提示文:
実況

【直撃】“実況界の新撰組!”ボイスオンの市川勝也アナが征く!〈後編〉「『ちょっと話かけないで…』と解説席の高田本部長から」

『RIZIN』や『K-1』をはじめ、日本はもちろん、海外のリング上の様子を大胆にかつ繊細に伝えてきた実況集団がいる。矢野武アナを筆頭とするボイスオンである。群雄割拠するマット界において、いつしか屈指の実況集団となったボイスオンは、今や“実況界の新撰組”として、その存在を認知させているが、今回はそのボイスオンから切り込み隊長として市川勝也アナが登場! これまであった幾多の修羅場の数々についてじっくり話を訊いてみた――。(聞き手◉“Show”大谷泰顕/2017年1月18日、都内カフェにて収録)

(⬆︎市川アナのTwitterより。向かって左から高橋大輔アナ、市川アナ、そして局長の矢野武アナ)

〔前編はこちら⬇︎〕
【直撃】“実況界の新撰組!”ボイスオンの市川勝也アナが征く!〈前編〉「黙る実況に身を任せた秋山成勲×三崎和雄戦」


▪︎北岡悟の試合を無酸素状態で視聴!


――近々でいうと、『RIZIN』では年末の北岡悟×ダロン・クルックシャンク戦(2016年12月29日、さいたまスーパーアリーナ)ほかを実況されていましたけど、あの試合はハマってよかったと思いましたね。

市川 もうあれは絶対に自分にやらせてもらいたいって。

――直訴したんですね。

市川 (直訴して)よかったですね。北岡選手も強いのは知っていますけど、ダロンも『UFC』でずっと実況をしていて、よく観ていたんです。

――その流れがあったんですね。

市川 僕はああやって北岡選手が一瞬にかけるようなスタイルになるっていうのを予想していたんですね。

――予想が当たったと。

市川 ええ。実況では「スタンドで殴り合ってます。意外ですね」って言っていますけど、心の中では「これだ! これしかない!」と思っていて。

――なるほど(笑)。

市川 この人、この試合に命をかけて来たんだって思ったから、1秒、いや、0.1秒かもしれないですけど、ダロンを摑まえる瞬間が来た時に、よし! と思ったんですよ。

――実況しながら心の中で叫んでいたと。

市川 そうですね。あそこでもし掴まえられなかったら終わり。その後は全部を使い果たして終わりになっちゃうから、その瞬間が来た時の興奮たるやなかったですね。「これで勝った!」って思いましたよね。

――あれは、よし! って思いましたよね。

市川 あれ、8分台(8分19秒)で終わったんですけど、そのくらいの時間に掴まえに来たかって思いましたしね。あれは、凄味がありましたよねえ。

――顔面が血だらけで大変でしたね。

市川 真っ赤になっちゃいましたからね。これはテレビ的に大丈夫なのかな、とは思いましたけど、割と深めの時間にフルで流れて。

(⬆︎『RIZIN』での北岡悟×ダロン戦は北岡の出血により、遅めの時間に放送された)

提示データ:
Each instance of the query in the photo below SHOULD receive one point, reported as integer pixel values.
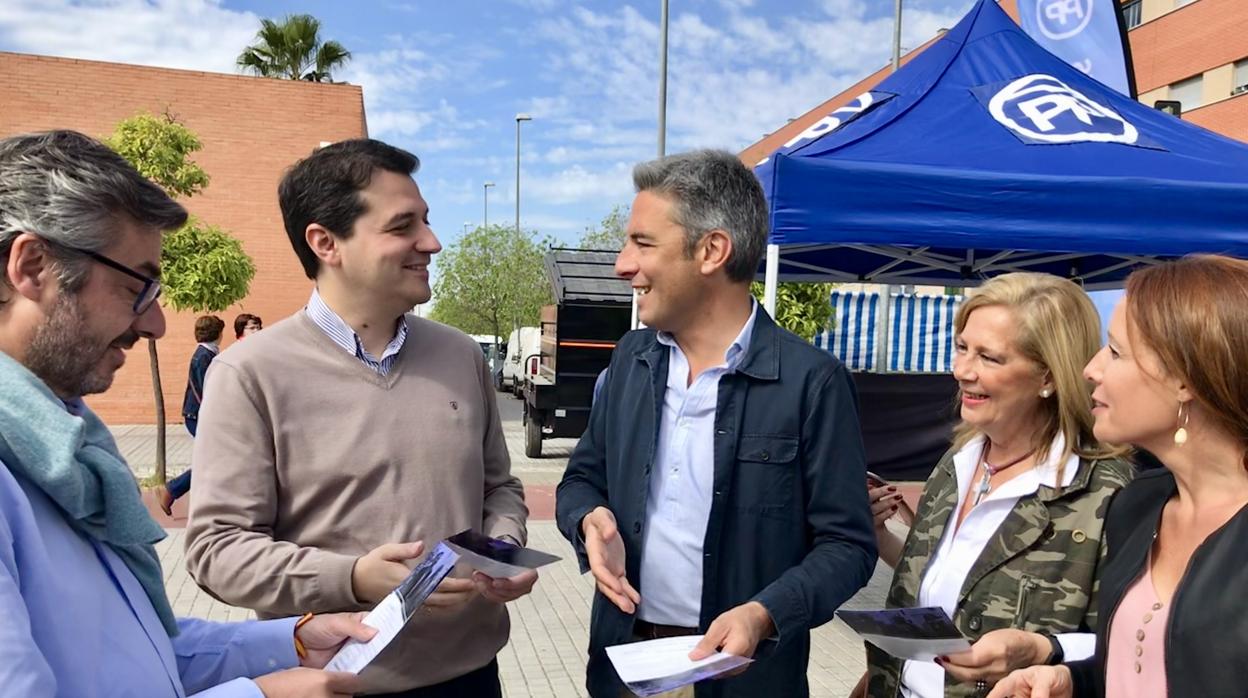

取り組む課題: 提示文のうち、「市川 もうあれは絶対に自分にやらせてもらいたいって。」から「うのを予想していたんですね。」までを、両端の語句も含めてそのまま書き写しなさい。

解答例:
市川 もうあれは絶対に自分にやらせてもらいたいって。

――直訴したんですね。

市川 (直訴して)よかったですね。北岡選手も強いのは知っていますけど、ダロンも『UFC』でずっと実況をしていて、よく観ていたんです。

――その流れがあったんですね。

市川 僕はああやって北岡選手が一瞬にかけるようなスタイルになるっていうのを予想していたんですね。